[DATASET EXTRACT Boundary: Start]
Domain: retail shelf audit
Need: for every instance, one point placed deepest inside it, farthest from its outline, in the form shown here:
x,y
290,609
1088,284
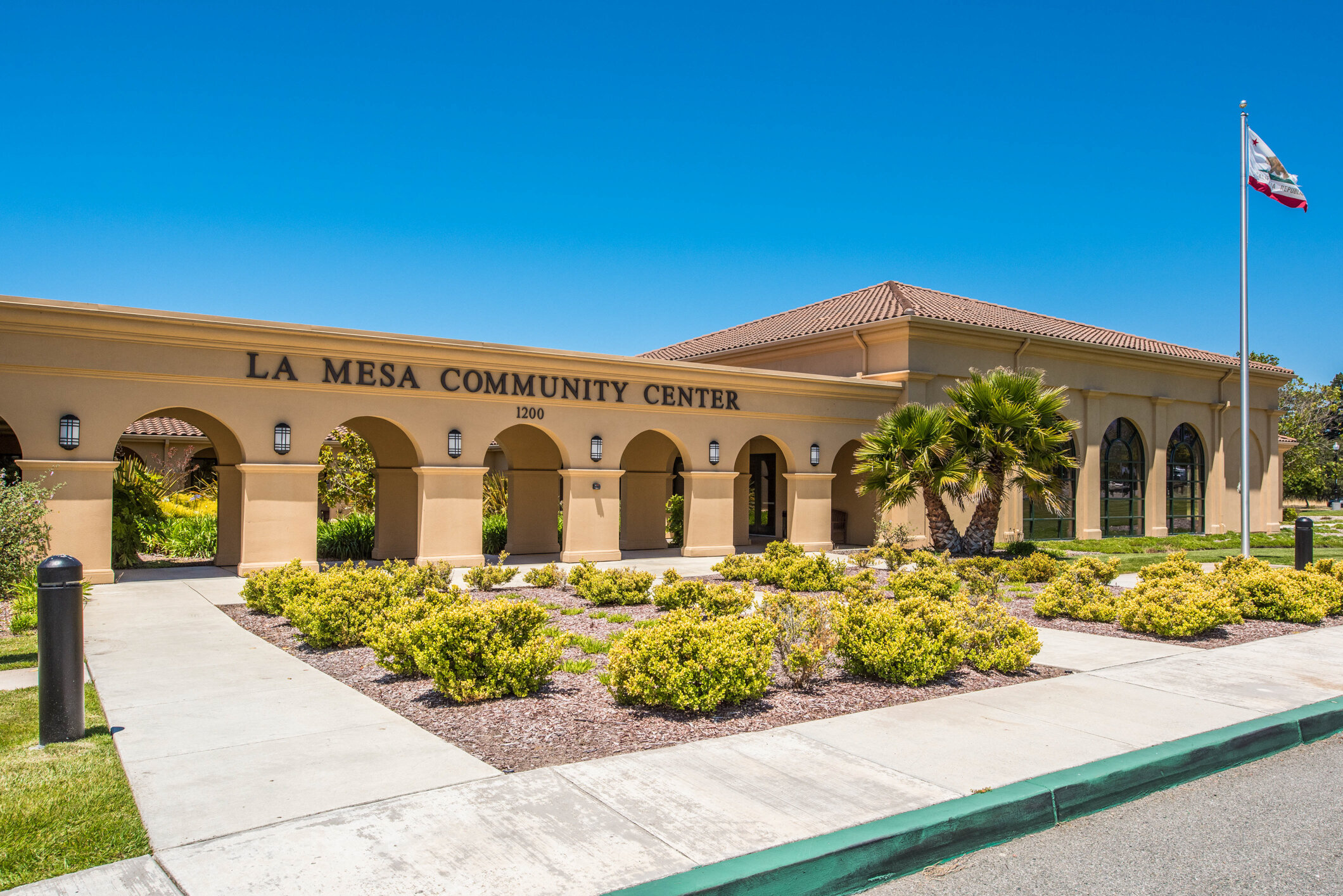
[DATASET EXTRACT Boundary: End]
#### [YOUR GOAL]
Could you output the lines above exactly, with no pictures included?

#### [REPLY]
Domain: retail shelf audit
Need: for every instance, one point placed deepest inside it, farthest from its outline, in the form shown here:
x,y
290,609
1088,284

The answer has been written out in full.